▸ **Do this**
Copy out word for word the lines of the listing below, from the line containing "Quick question — can you spot any porch support" through the line containing "567 175 615 203", both included.

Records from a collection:
>>>>>
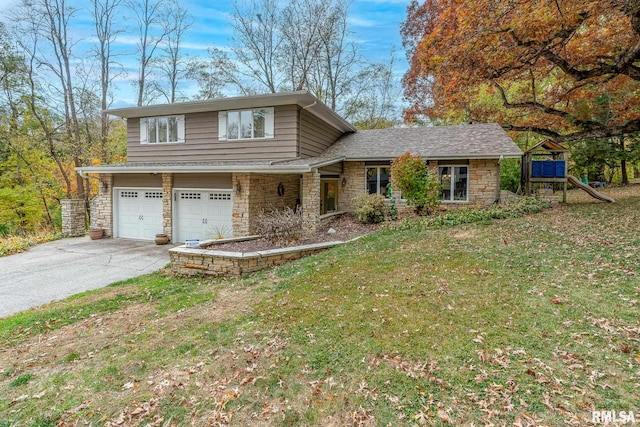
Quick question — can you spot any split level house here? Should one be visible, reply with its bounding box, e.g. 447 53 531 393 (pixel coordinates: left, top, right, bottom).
77 92 522 242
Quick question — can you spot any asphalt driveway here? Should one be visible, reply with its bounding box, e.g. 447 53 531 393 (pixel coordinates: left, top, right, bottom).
0 236 172 317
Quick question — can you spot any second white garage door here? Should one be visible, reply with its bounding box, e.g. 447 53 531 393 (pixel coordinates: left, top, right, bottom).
116 188 162 240
175 190 233 242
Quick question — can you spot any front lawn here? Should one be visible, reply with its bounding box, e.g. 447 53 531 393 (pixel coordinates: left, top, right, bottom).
0 187 640 426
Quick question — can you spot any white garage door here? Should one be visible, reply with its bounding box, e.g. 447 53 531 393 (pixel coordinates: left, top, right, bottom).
117 188 162 240
175 190 233 242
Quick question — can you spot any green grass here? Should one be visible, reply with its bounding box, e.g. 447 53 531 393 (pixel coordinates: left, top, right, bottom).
0 187 640 426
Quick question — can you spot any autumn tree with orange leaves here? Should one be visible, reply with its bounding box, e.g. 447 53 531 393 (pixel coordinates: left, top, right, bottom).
402 0 640 142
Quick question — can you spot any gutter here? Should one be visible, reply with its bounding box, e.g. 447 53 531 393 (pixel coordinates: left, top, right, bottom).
76 165 312 177
343 154 522 162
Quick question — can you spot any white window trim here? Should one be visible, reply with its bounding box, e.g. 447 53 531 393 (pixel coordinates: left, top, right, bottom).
438 164 471 203
218 107 275 141
364 165 393 200
140 114 185 145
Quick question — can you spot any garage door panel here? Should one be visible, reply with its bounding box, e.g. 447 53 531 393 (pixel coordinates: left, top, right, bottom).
176 191 233 242
117 189 162 240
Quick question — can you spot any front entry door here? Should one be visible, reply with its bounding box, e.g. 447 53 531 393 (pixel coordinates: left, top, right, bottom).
320 180 338 215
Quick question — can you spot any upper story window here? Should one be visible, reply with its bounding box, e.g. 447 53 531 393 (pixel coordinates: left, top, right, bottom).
140 116 184 144
218 108 273 141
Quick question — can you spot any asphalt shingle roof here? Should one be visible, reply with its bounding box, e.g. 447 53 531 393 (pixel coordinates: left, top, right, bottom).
321 124 522 160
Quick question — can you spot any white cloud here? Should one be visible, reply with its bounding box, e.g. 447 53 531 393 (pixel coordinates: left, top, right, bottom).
0 0 20 13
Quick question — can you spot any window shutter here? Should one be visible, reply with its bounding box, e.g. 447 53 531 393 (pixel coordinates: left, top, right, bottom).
264 108 274 138
218 111 227 141
140 119 149 144
177 116 185 142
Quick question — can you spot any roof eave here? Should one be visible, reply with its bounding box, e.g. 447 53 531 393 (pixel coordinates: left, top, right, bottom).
76 165 312 176
106 91 356 133
344 153 523 162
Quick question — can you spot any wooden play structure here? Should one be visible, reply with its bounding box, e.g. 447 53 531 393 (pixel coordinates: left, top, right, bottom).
521 141 615 203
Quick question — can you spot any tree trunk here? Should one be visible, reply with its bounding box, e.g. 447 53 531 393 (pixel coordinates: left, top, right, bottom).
620 136 629 185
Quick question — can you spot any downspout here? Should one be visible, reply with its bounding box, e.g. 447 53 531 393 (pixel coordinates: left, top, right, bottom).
493 154 504 205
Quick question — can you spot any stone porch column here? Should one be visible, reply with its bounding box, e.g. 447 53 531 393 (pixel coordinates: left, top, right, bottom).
302 172 320 233
89 173 113 237
162 173 173 242
60 199 85 237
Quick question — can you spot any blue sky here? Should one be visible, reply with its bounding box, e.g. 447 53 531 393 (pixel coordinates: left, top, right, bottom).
0 0 410 106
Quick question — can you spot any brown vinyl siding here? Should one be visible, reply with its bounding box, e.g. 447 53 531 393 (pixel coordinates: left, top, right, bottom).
173 173 231 190
127 105 298 163
300 110 342 157
320 162 342 175
113 173 162 188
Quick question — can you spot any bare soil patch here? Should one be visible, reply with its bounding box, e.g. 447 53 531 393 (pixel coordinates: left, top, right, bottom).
202 214 380 252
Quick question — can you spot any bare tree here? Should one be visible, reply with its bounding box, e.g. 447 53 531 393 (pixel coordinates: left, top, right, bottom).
127 0 168 106
15 0 88 200
343 52 402 129
91 0 123 163
232 0 283 93
188 47 245 99
310 2 362 110
232 0 358 109
12 17 73 198
154 0 193 103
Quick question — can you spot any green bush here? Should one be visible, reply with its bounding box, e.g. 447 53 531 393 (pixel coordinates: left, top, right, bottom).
391 153 441 215
356 194 389 224
390 197 550 230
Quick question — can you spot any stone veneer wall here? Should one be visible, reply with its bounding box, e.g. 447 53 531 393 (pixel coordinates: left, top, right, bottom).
89 173 113 237
231 173 298 237
338 162 366 212
169 242 343 276
60 199 86 237
162 173 173 242
469 159 500 205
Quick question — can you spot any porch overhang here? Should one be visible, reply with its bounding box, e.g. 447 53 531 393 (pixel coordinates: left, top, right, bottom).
76 157 344 177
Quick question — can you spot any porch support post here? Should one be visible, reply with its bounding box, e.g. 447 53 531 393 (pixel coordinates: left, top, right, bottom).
302 172 320 233
162 173 173 242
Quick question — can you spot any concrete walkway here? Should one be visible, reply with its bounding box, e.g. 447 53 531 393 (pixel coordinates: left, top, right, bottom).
0 236 172 317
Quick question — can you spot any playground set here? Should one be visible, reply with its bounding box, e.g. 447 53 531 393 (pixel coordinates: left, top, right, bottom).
521 141 615 203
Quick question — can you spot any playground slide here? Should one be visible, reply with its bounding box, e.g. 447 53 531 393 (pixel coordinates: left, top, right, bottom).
567 175 615 203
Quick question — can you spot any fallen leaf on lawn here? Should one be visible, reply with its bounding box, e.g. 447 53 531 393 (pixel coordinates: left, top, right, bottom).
438 409 451 424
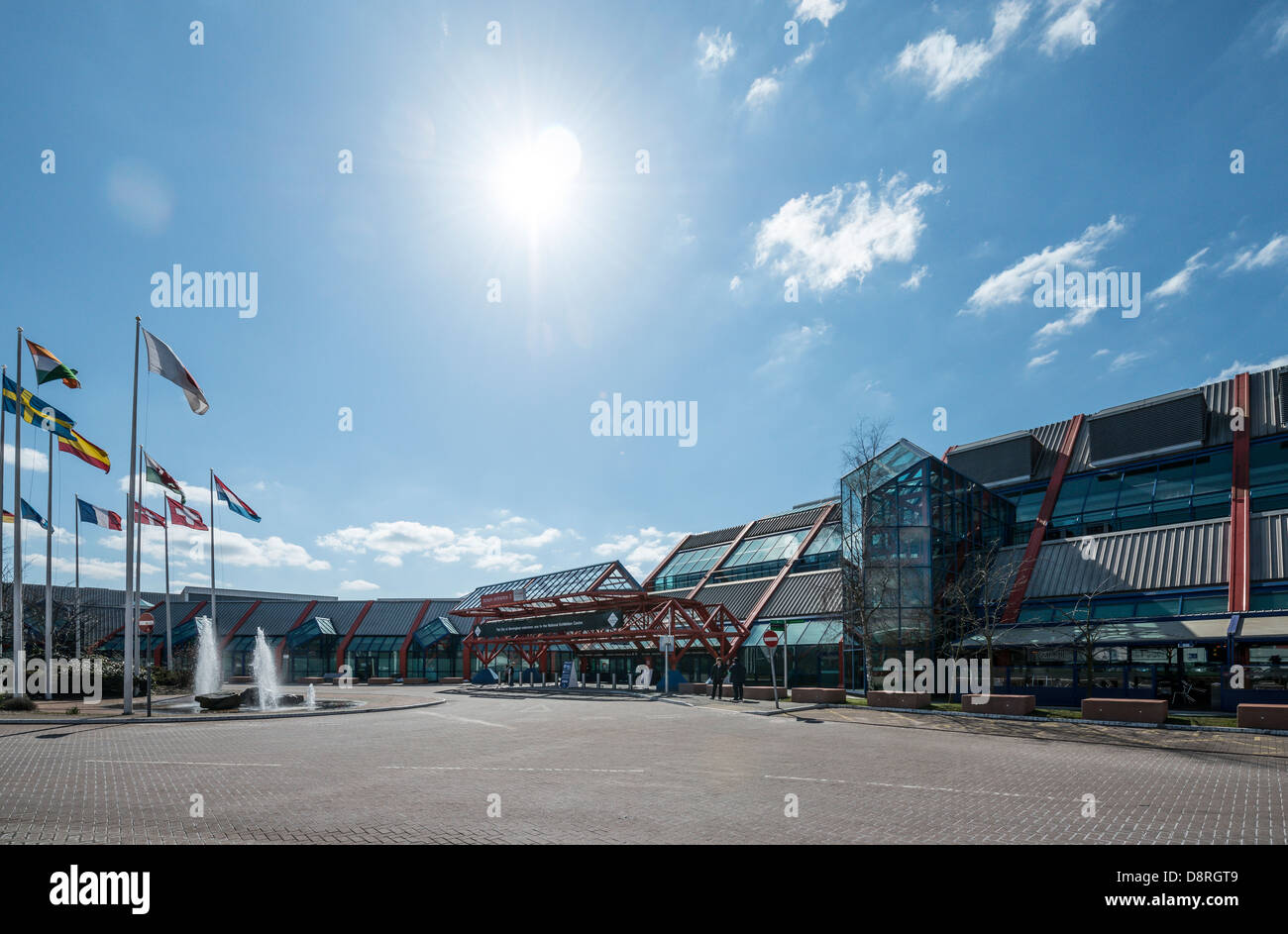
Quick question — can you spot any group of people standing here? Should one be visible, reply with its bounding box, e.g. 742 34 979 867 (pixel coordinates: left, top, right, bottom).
711 656 747 703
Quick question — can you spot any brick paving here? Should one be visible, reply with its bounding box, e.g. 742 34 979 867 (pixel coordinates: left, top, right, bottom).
0 689 1288 844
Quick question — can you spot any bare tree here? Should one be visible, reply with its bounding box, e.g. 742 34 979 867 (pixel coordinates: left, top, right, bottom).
837 417 899 689
1057 572 1115 697
943 543 1020 664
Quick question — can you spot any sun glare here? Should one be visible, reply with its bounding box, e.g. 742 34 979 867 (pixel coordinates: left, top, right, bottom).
494 126 581 224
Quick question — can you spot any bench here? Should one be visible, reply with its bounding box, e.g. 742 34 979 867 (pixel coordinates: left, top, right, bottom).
1082 697 1167 727
962 694 1038 716
1235 703 1288 729
793 688 846 703
860 688 930 710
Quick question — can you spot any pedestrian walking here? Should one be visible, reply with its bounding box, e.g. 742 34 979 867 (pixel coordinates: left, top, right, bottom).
729 656 747 703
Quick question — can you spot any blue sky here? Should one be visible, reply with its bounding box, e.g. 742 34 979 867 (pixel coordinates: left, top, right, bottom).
0 0 1288 598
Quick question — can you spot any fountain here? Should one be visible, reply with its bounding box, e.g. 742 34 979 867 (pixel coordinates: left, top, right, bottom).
250 629 280 710
193 616 223 694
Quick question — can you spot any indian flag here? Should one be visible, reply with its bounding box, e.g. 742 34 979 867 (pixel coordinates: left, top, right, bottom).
27 340 80 389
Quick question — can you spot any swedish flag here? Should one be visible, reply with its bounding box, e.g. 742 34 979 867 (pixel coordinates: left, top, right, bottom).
4 376 76 441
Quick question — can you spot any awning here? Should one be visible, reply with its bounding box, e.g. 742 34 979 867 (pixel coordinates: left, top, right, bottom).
1234 616 1288 643
962 617 1231 648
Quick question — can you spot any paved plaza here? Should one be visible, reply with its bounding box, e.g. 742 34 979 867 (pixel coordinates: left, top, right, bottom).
0 688 1288 844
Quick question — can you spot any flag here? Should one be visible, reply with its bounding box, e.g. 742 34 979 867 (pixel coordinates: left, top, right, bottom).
134 501 164 526
215 476 259 522
4 376 76 441
143 451 188 502
76 497 121 532
27 340 80 389
164 496 210 532
18 500 49 530
143 330 210 415
58 428 112 472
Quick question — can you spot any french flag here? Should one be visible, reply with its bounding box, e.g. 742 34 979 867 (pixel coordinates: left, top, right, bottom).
76 497 121 532
215 476 259 522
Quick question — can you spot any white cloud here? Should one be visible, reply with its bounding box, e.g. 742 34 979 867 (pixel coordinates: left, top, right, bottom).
1227 233 1288 271
756 320 832 376
1208 356 1288 382
1145 246 1208 304
4 445 49 474
1033 301 1100 347
317 517 554 573
894 0 1029 98
756 174 937 291
958 215 1126 314
794 0 845 29
899 265 928 291
1109 351 1149 372
591 526 687 579
743 74 783 107
698 29 738 74
1040 0 1104 55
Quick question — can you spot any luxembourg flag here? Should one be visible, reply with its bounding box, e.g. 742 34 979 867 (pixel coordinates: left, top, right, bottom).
215 476 259 522
76 497 121 532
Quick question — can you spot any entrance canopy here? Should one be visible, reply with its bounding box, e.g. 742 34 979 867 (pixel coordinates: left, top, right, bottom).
455 591 747 665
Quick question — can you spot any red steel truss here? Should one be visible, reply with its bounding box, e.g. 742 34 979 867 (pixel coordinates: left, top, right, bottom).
456 590 748 676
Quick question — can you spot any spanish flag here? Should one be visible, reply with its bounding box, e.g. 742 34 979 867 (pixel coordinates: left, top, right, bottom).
58 428 112 472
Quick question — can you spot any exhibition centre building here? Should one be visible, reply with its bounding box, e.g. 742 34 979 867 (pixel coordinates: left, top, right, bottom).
29 367 1288 710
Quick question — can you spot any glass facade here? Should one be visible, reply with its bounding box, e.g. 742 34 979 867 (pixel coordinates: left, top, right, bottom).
841 441 1015 657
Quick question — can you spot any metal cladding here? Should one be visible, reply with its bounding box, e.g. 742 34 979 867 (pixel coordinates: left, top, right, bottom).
1087 390 1208 466
760 571 841 620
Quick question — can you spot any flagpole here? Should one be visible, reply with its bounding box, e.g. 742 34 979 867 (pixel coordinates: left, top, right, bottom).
210 467 219 634
0 363 6 656
46 430 54 701
162 496 174 672
13 327 27 697
121 316 143 715
73 493 81 661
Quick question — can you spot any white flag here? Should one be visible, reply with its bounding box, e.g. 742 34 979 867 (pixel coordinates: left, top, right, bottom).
143 330 210 415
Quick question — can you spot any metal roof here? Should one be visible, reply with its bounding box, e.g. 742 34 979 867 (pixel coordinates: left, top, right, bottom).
696 577 774 620
760 569 841 620
456 561 640 611
355 600 426 635
241 600 314 637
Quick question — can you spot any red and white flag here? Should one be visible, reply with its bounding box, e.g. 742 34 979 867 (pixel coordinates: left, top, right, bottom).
164 496 210 532
134 497 168 526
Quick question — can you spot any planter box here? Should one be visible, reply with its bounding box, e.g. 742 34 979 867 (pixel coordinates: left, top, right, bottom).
962 694 1038 716
865 688 930 710
793 688 849 703
1082 697 1167 725
1236 703 1288 729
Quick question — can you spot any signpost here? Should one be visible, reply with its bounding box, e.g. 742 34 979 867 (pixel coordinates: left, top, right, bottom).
765 629 787 710
139 613 156 716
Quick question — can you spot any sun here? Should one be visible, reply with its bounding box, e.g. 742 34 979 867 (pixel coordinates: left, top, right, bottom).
<<<<<
▸ **Written answer**
Quick question — can you spot any porch support post here? Should one be visible, reply with its bounding box, e.g. 447 53 531 393 (pixel coordinates: left, top, right, bottom).
302 172 320 233
162 173 173 242
Quick question — can you spot any concrete walkway here? Should one be visible, reply with its bounding box, e.g. 447 53 531 393 (pixel coordinates: left, top, right, bottom).
0 236 172 317
Quick question — can you spot any playground set here? Should one be visible, reply with its bounding box, e.g. 447 53 531 393 (pixel coordinates: left, top, right, bottom).
521 141 615 203
Quick question — can you spot any playground slide here? Should one be visible, reply with its bounding box, e.g. 447 53 531 393 (pixel coordinates: left, top, right, bottom).
567 175 615 203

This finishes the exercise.